DATASET EXTRACT:
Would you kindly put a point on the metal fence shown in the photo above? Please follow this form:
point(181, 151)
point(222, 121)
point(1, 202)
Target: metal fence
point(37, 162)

EXERCISE AIM:
The whole block of data above should be printed again verbatim.

RESULT:
Would you kindly put a point on the metal fence shown in the photo above? Please follow this form:
point(181, 151)
point(222, 121)
point(1, 202)
Target: metal fence
point(37, 162)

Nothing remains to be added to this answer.